> _ESTRATTO DEL DOCUMENTO_
Riunire un'assemblea diventa sempre un casino, per difficoltà di riunire tutti in un momento di discussione, che spesso poi diventa anche difficile da gestire (per i limiti dei mezzi virtuali). Ciononostante, secondo me ha estrema importanza per le decisioni critiche / particolarmente serie (es. esplulsioni, votazioni di cariche, modifiche allo statuto etc etc) visto che in quel modo si invita tutti a ragionare insieme, anche ai simpatizzanti, prima di esprimere un voto affrettato. Le decisioni non cosi critiche, secondo me dovrebbero essere prese con votazioni tipo poll (cosi mi pareva si fosse anche deciso qua in precedenza) dove possono partecipare TUTTI gli ordinari, in altre parole le votazioni non strettamente critiche, devono essere svolte anche senza riunione dal consiglio, formato da TUTTI gli ordinari. 

Il problema che viene sollevato è la gestibilità di una simile struttura, infatti se ci sono (per dire) 40 ordinari, diventa lungo e oneroso aspettare il voto di tutti, ma qua mi pare venga in aiuto la decisione di lasciare estrema flessibilità al segretario su come fissare le votazioni "ordinarie". In altre parole, se una decisione è da prendersi rapidamente basta fissare un limite temporale di (per dire) 3 giorni alla votazione. Se in quei 3 giorni votano solo 5 persone, la decisione è presa dai quei 5... Se una decisione non è cosi urgente invece si darà un limite per dire di 2 settimane, cosi da dare piu tempo a tutti di votare, sperando che la decisione venga presa (per dire) da 30 persone....

Se il consiglio è ridotto a 9, allora moltissime decisioni non banali (anche senza essere particolarmente critiche) vanno prese dall'assemblea, con una riunione, cosa che diventa ben piu difficile da gestire che un poll con scadenza un po piu lunga.

> _DATI FORNITI_
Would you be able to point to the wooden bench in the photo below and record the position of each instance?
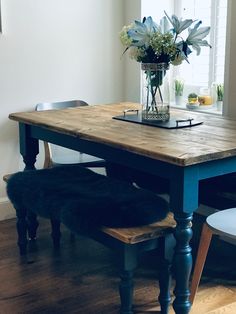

> _CONSEGNA_
Fornisca il seguito del brano sulle votazioni dell'assemblea e del consiglio, riprendendo subito dopo la sua ultima frase.

> _RISPOSTA_
Ovviamente non vedo il senso di una possibile "Assemblea" senza riunione.

Morale della favola, delle note di Botta approvo tutto tranne le note 1 - 5 - 7.

----------

## botta

 *doom.it wrote:*   

> 
> 
> Dopo mesi di lavoro sullo statuto l'idea era quindi quella che gli ordinari prendono le decisioni con voto (le cui modalità sono da definirsi di volta in volta) e che ci saranno delle riunioni che vengono chiamate "assemblea" alle quali tutti possono partecipare e intervenire, che si concludono in genere con un voto.

 

Perfetto, siamo d'accordo sulla sostanza, meno sulla forma. 

Per me potrebbe esservi un solo organo chiamato assemblea, che raggruppa l'attuale assemblea e consiglio direttivo.

I simpatizzanti in questo modo sarebbero sempre al corrente di quello che succede, non votano, ma possono partecipare a *tutte* le riunioni sia a quelle in cui si raccolgono le proposte, sia  a quelle in cui si delibera.

 *doom.it wrote:*   

> 
> 
> L'idea della nota 5 (9 consiglieri scelti fra i soci ordinari che prendono alcune decisioni di ordinaria amministrazione, e l'assemblea come riunione  aperta a tutti, dove anche gli altri ordinari hanno diritto di voto) a mio avviso è poco comoda, oltre che brutta come idea...

 

il consiglio direttivo per me significa organo esecutivo. Nel nostro caso esegue gli ordini dell'assemblea. Perciò mi sembra corretto che questa carica venga assunta dalle cariche elette dall'assemblea. Sono 7 (ehm.. le ho contate meglio, ieri sera ero piuttosto assonnato).

Riassumendo la mia posizione:

assemblea-->  riunione ordinari + simpatizzanti 

consiglio direttivo--> Presidente, Segretario, Addetto alle pubbliche relazioni, Tesoriere, Responsabile area tecnica, Responsabile dei contenuti, Coordinatore organizzazione eventi.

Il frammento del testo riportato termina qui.